# [What the task requires]
Only the lines from the one that contains "Query: green umbrella" through the final line of the entries should be repeated, exactly as written.

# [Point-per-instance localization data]
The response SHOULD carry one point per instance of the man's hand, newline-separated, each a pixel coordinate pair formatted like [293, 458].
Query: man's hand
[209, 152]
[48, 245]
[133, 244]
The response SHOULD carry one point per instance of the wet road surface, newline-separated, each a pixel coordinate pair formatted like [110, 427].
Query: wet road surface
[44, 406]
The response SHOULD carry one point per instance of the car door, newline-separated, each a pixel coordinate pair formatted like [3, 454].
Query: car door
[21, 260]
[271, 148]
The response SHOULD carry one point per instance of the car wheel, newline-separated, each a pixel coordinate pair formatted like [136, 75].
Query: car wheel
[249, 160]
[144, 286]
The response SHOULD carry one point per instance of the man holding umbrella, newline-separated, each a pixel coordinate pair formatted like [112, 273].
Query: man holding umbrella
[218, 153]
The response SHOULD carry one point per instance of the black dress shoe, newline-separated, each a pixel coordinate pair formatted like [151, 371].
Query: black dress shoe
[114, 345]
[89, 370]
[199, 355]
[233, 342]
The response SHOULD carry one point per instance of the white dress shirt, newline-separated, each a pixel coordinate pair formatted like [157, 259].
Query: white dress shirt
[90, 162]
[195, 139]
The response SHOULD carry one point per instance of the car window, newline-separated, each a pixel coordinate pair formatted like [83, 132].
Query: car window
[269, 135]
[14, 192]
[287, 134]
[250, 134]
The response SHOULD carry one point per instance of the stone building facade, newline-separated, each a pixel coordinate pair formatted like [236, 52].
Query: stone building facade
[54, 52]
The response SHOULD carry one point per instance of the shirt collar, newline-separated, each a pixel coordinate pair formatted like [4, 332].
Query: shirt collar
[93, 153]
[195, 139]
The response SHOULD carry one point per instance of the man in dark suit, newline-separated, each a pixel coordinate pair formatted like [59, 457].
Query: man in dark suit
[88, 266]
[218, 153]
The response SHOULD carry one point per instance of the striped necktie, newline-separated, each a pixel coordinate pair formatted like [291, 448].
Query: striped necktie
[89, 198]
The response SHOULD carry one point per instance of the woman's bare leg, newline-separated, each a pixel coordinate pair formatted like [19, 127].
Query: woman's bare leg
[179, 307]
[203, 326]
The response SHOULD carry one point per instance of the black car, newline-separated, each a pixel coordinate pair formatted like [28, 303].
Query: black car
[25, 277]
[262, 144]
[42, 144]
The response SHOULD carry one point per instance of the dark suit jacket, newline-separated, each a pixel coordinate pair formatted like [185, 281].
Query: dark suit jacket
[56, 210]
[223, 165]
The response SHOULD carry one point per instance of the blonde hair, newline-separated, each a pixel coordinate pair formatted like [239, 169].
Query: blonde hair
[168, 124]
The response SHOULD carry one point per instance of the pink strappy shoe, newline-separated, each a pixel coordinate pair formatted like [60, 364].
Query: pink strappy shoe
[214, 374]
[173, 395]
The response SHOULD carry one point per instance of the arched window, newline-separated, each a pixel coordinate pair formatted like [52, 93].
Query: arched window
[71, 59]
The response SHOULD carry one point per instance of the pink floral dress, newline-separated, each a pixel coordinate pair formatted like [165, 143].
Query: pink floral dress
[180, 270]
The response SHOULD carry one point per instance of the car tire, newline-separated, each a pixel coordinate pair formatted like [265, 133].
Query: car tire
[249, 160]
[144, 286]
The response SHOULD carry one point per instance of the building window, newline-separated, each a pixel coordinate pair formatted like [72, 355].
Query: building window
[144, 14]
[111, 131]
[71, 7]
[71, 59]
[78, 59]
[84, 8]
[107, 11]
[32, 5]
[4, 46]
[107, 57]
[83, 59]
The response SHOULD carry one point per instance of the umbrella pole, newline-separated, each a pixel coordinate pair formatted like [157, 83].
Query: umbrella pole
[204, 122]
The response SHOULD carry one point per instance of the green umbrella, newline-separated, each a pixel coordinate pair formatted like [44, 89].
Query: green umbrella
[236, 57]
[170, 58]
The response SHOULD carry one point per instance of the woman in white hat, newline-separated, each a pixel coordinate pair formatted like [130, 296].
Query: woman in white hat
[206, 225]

# [Result of the task]
Query: green umbrella
[236, 57]
[170, 58]
The response SHOULD carry one point per instance of the woman in white hat, newline-separated, each a pixel coordinate pair formatted like [130, 296].
Query: woman in white hat
[206, 225]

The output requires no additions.